**Input data**
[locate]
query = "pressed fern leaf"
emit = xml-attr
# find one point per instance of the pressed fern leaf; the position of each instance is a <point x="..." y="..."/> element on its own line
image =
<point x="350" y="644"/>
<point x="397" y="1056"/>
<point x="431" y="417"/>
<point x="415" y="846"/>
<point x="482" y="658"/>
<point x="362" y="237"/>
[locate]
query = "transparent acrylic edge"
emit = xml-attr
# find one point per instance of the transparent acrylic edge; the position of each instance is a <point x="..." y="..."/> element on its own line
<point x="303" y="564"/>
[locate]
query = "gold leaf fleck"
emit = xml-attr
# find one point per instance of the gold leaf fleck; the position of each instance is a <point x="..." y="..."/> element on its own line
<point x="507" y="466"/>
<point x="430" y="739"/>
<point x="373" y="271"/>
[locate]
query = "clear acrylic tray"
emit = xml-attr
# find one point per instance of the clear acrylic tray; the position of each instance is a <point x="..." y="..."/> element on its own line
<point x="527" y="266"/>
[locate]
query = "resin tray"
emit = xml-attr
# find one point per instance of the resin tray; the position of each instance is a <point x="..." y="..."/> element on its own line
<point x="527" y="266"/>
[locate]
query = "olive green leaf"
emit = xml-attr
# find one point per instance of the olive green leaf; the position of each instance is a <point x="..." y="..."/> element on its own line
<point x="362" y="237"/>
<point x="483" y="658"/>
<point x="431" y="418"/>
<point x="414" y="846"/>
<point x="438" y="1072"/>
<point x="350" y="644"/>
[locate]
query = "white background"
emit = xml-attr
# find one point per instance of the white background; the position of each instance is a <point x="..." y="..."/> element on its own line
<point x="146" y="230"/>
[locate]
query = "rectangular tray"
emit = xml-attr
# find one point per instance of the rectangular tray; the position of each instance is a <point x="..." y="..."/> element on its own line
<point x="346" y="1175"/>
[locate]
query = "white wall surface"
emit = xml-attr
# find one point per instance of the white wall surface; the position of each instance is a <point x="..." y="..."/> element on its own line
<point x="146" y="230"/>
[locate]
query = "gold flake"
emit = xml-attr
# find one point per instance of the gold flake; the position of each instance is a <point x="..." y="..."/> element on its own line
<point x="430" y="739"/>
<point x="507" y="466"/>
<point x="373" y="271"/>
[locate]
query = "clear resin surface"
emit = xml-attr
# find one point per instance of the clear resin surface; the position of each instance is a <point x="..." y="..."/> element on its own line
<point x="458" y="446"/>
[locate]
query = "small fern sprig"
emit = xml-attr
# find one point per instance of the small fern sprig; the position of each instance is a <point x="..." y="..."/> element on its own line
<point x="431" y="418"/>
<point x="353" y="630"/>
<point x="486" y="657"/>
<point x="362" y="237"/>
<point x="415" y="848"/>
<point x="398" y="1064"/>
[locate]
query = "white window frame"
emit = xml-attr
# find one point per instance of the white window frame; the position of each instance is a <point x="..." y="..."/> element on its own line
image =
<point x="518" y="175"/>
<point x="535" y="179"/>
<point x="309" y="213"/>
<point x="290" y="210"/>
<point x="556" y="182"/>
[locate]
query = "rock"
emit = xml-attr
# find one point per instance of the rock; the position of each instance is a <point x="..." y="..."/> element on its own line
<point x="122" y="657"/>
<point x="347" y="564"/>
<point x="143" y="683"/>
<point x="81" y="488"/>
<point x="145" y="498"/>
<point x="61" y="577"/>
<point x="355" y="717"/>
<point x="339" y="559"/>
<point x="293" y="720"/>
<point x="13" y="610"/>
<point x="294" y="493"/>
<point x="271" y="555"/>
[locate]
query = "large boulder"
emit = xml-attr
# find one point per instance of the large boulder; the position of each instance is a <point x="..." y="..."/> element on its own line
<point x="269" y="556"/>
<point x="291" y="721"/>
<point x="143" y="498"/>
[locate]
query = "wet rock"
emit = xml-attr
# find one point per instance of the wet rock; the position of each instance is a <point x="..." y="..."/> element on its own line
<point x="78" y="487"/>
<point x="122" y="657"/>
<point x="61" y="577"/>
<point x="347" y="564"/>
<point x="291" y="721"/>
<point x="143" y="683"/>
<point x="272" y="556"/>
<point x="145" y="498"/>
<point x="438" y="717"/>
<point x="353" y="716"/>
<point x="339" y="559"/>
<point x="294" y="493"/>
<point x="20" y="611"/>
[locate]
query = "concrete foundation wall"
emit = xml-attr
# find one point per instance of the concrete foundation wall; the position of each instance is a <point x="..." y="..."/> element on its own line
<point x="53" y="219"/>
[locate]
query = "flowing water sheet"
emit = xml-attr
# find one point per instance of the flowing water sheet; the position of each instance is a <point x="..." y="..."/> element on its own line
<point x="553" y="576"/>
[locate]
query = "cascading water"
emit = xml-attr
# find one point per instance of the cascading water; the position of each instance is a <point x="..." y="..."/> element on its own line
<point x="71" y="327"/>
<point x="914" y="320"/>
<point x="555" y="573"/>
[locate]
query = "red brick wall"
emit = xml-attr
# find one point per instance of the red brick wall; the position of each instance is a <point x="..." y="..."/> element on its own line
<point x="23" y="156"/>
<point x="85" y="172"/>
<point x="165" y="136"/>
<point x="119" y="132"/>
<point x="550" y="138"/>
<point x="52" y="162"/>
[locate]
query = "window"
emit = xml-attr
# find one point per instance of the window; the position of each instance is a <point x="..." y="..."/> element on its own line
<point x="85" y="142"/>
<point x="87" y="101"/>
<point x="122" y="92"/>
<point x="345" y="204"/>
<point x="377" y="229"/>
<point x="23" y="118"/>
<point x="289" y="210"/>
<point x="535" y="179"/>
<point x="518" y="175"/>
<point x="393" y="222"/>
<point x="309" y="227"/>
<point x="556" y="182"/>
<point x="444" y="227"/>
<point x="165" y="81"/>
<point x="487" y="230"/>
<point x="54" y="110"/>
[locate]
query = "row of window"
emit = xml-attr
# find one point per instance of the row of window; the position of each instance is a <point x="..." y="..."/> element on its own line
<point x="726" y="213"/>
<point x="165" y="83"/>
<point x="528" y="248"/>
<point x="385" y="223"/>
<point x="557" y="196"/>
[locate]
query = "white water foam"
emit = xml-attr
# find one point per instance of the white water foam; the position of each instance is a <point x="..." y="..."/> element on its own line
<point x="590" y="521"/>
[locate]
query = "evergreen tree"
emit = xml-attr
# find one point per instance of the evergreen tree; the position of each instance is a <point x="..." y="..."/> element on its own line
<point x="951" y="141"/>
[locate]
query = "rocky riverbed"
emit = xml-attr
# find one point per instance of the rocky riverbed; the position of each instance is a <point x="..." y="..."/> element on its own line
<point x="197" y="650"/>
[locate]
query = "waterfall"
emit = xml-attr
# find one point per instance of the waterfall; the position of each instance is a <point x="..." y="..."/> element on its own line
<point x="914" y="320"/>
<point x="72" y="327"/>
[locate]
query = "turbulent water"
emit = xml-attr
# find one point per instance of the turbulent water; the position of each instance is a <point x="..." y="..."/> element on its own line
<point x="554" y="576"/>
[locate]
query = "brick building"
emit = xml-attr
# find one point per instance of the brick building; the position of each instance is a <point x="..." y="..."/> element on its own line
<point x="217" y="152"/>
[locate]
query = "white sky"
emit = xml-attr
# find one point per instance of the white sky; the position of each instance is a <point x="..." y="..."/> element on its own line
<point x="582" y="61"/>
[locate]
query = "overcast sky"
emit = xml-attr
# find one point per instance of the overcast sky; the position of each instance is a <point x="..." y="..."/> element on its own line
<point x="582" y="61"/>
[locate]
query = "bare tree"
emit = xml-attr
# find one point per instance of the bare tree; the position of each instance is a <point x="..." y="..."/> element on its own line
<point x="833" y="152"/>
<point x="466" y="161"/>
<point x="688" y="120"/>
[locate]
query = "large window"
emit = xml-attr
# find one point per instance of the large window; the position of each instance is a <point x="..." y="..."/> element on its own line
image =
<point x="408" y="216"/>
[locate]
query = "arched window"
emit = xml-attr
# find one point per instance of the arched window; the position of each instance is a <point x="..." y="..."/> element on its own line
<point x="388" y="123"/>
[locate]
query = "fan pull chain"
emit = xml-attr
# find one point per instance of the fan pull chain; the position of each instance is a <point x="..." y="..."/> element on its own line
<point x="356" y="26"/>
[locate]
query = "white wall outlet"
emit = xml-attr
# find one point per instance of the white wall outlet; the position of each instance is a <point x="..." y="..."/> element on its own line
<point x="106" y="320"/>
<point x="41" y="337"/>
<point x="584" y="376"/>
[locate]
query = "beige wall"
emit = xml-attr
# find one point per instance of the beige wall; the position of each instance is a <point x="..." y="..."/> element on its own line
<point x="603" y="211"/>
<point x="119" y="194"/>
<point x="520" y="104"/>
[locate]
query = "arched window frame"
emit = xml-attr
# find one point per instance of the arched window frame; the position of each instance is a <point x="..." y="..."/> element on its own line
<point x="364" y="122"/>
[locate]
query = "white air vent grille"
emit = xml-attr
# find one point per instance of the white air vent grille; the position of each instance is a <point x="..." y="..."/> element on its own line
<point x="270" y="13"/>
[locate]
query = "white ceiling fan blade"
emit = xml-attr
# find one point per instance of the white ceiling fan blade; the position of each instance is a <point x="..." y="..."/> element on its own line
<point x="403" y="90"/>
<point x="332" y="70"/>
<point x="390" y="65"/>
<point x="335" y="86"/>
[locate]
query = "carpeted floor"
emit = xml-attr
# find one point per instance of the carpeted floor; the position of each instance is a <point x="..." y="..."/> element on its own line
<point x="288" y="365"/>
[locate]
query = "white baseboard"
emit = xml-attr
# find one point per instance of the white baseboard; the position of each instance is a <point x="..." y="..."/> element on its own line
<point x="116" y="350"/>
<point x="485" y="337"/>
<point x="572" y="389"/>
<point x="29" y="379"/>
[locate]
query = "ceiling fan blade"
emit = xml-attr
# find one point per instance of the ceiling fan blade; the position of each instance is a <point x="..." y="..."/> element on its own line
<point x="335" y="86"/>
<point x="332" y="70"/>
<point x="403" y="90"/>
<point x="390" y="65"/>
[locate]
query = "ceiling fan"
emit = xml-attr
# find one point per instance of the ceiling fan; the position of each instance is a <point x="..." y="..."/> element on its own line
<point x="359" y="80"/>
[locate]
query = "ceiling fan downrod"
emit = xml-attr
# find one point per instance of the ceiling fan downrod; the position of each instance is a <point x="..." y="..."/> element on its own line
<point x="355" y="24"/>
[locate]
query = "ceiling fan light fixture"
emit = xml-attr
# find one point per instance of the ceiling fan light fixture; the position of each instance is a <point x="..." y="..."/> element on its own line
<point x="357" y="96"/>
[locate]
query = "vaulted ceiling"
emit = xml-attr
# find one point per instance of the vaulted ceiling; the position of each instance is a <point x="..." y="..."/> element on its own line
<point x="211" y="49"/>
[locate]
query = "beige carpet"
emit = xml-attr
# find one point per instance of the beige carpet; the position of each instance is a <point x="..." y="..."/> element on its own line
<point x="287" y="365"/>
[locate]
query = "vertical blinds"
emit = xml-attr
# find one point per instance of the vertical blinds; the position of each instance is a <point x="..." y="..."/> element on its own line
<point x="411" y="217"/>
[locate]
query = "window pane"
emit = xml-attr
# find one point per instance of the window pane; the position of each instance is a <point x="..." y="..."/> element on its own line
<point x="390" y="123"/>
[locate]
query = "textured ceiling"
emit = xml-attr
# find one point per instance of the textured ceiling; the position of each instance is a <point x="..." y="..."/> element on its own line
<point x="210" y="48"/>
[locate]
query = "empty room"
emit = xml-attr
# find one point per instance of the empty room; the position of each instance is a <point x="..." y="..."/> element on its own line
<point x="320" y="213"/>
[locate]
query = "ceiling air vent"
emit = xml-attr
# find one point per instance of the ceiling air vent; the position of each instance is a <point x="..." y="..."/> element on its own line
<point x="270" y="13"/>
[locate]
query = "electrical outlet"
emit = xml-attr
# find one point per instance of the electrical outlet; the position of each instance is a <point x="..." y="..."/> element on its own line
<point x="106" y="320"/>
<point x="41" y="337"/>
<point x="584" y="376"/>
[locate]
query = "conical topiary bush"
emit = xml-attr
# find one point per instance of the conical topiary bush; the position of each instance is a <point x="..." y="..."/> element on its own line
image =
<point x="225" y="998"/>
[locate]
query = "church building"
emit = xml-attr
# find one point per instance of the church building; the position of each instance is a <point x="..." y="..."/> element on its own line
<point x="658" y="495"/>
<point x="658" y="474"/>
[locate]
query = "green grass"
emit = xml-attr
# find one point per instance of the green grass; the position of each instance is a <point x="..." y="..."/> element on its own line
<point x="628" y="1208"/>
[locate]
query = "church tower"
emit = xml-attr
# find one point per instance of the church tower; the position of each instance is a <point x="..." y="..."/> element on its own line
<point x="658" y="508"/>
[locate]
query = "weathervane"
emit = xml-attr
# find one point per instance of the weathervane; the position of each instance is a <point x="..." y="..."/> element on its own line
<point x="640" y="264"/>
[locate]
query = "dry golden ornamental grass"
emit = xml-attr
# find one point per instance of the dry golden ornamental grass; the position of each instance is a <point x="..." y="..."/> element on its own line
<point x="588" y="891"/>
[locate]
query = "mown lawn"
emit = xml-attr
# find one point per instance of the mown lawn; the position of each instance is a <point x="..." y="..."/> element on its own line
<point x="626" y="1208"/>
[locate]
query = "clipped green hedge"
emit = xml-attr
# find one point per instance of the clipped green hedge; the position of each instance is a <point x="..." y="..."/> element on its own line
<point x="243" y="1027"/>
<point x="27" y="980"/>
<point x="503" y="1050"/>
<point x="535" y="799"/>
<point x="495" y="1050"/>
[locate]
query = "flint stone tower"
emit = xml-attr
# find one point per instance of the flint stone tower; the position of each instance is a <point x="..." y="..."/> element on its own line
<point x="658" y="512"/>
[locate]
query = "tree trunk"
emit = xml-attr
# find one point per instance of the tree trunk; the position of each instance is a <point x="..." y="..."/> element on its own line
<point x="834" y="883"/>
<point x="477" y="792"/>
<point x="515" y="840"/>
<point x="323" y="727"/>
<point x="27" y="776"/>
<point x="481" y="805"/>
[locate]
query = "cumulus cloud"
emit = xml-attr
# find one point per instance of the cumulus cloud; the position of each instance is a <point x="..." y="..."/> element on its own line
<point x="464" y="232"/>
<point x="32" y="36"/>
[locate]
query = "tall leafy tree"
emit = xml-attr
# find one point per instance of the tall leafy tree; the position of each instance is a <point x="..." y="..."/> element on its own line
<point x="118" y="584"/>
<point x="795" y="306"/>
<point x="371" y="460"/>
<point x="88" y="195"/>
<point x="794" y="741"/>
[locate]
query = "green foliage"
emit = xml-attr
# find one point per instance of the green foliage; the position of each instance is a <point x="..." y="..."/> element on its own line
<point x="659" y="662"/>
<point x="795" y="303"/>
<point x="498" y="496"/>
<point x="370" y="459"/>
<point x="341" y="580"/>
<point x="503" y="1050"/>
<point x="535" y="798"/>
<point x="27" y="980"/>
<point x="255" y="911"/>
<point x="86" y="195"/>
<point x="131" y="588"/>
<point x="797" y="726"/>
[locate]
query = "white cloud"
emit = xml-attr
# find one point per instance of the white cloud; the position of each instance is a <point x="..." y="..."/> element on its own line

**Your objective**
Please gather every line of the records above that contains the word "frame", and list those lines one per line.

**Reply to the exercise**
query = "white window frame"
# find one point per instance of the white window frame; the position of each instance is a <point x="..." y="..."/> element on its own line
query = "arched window frame"
# find one point per instance of the arched window frame; the position of each instance is a <point x="..." y="..."/> element on its own line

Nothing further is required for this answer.